• Prompt: Reproduce the closing part of the entries exactly: the line with "pan on this basis." and all lines after it, ending with the last line, and nothing else.

• Materials provided:
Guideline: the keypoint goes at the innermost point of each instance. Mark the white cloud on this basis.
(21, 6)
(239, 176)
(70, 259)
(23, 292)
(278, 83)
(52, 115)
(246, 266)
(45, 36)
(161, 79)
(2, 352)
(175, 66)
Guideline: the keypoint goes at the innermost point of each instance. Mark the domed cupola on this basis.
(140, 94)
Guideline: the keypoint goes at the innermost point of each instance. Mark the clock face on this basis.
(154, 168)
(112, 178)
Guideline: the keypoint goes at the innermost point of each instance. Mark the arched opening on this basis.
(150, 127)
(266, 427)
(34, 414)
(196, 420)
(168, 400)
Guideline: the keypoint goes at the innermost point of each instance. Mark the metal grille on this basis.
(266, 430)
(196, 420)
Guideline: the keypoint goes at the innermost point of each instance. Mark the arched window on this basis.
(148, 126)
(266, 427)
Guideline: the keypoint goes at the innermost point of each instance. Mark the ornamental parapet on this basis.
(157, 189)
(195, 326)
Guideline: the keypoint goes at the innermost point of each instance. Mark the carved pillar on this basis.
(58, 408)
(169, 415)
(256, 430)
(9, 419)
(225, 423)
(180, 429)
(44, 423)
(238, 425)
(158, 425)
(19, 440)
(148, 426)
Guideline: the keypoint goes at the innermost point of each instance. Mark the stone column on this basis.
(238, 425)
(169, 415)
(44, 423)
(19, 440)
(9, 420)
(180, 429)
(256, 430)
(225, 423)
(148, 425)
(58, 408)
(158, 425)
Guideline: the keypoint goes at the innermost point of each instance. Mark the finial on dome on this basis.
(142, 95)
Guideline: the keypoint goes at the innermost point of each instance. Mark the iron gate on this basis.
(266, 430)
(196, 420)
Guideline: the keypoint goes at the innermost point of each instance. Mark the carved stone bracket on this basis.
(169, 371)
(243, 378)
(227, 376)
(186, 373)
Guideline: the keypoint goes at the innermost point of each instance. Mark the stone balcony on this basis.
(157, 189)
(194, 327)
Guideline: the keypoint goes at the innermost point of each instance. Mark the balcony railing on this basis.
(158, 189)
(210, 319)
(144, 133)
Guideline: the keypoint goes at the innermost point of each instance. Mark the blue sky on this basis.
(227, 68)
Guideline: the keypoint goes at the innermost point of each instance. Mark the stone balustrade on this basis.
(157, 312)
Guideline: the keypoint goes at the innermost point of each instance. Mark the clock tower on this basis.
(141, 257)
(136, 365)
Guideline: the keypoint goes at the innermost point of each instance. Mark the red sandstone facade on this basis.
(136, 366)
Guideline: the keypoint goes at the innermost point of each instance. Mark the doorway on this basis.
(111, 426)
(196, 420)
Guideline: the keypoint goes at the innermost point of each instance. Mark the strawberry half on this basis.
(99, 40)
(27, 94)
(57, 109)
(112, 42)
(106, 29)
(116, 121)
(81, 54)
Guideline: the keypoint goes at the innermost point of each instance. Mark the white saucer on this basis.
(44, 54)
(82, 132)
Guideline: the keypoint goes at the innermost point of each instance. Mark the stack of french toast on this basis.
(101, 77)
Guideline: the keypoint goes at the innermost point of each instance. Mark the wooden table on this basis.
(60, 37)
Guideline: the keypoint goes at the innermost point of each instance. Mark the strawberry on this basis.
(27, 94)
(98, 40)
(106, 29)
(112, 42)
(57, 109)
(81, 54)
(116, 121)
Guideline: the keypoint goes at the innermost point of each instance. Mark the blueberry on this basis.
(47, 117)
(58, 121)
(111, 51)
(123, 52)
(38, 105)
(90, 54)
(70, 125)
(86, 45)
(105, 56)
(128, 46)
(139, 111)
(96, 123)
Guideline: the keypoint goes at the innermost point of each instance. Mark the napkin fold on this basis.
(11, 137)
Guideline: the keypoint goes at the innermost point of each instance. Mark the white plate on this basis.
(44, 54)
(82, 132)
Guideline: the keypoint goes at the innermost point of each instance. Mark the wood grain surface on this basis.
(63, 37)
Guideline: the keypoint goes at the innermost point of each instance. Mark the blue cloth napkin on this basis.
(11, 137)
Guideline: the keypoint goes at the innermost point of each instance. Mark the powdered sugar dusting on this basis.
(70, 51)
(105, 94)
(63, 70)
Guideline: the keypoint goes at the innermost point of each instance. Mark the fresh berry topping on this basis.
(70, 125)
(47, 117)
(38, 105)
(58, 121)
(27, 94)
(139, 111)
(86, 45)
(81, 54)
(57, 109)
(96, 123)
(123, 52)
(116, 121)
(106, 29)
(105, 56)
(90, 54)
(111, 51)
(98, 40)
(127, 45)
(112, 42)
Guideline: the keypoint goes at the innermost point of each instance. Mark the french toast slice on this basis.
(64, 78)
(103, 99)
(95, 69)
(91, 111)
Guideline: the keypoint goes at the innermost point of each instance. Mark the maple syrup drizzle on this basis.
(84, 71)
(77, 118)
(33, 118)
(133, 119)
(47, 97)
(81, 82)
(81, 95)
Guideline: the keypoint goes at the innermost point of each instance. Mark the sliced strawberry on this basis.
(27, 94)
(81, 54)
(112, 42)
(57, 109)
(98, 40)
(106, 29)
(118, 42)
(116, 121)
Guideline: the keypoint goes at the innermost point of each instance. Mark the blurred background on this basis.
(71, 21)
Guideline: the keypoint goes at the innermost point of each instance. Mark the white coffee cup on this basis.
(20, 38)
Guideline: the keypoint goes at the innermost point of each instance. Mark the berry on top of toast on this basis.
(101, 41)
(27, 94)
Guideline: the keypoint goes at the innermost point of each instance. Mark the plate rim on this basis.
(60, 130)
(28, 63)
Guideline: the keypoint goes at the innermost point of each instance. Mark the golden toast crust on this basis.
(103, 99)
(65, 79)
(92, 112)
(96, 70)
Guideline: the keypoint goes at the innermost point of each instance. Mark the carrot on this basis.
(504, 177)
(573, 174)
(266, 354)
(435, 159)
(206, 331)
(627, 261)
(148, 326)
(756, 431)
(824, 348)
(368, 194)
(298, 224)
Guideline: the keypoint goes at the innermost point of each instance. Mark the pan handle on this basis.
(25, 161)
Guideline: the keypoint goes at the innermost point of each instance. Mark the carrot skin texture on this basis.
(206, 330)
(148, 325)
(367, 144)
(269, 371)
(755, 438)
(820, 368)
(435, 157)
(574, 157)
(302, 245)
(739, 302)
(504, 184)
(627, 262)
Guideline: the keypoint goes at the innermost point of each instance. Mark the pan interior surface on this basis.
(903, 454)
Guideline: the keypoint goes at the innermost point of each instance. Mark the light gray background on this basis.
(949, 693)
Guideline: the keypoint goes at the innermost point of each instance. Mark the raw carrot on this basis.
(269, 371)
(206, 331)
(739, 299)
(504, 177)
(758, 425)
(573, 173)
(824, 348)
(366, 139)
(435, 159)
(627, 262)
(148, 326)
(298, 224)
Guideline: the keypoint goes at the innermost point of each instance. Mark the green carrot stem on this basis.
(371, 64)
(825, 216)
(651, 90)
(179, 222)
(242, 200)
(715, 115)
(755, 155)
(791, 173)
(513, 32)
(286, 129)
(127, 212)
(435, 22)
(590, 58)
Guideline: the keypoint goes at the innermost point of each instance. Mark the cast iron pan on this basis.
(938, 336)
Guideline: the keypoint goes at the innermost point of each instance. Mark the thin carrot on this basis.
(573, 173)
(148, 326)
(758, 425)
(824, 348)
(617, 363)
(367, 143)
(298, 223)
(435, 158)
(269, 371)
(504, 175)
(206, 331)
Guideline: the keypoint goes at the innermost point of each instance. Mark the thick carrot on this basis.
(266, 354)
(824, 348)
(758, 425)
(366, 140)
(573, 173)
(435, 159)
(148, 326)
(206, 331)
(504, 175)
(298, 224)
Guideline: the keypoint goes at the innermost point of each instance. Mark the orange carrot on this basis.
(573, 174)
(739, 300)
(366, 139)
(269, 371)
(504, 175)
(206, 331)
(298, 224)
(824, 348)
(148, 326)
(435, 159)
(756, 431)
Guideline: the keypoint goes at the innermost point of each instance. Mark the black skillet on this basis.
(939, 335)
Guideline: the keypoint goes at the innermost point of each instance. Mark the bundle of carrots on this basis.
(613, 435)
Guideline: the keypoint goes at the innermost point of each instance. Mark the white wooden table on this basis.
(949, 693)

• Result:
Guideline: the keypoint goes at the innermost point of each instance. Mark the cast iron pan on this basis.
(938, 336)
Guideline: the keypoint goes at the innermost point of each instance. Mark the thin carrot on this basis.
(573, 173)
(148, 326)
(758, 425)
(824, 348)
(617, 363)
(367, 143)
(298, 223)
(435, 158)
(269, 371)
(504, 175)
(206, 331)
Guideline: the keypoint goes at the innermost point of each instance. Mark the thick carrot on this basis.
(266, 354)
(824, 348)
(758, 425)
(366, 140)
(573, 173)
(435, 159)
(148, 326)
(206, 331)
(504, 175)
(298, 224)
Guideline: the keypoint goes at the innermost point of each instance. Mark the orange carrot on this basis.
(573, 174)
(739, 300)
(366, 139)
(269, 371)
(504, 175)
(206, 331)
(298, 224)
(824, 348)
(148, 326)
(435, 159)
(756, 431)
Guideline: the keypoint goes at the innermost point of each instance. Mark the black skillet on this basis.
(939, 335)
Guideline: the keypoint goes at the innermost point of each instance. Mark the bundle of carrots on this basis.
(613, 435)
Guideline: the keypoint goes at the innermost point of each instance. Mark the white wooden table on this basis.
(949, 693)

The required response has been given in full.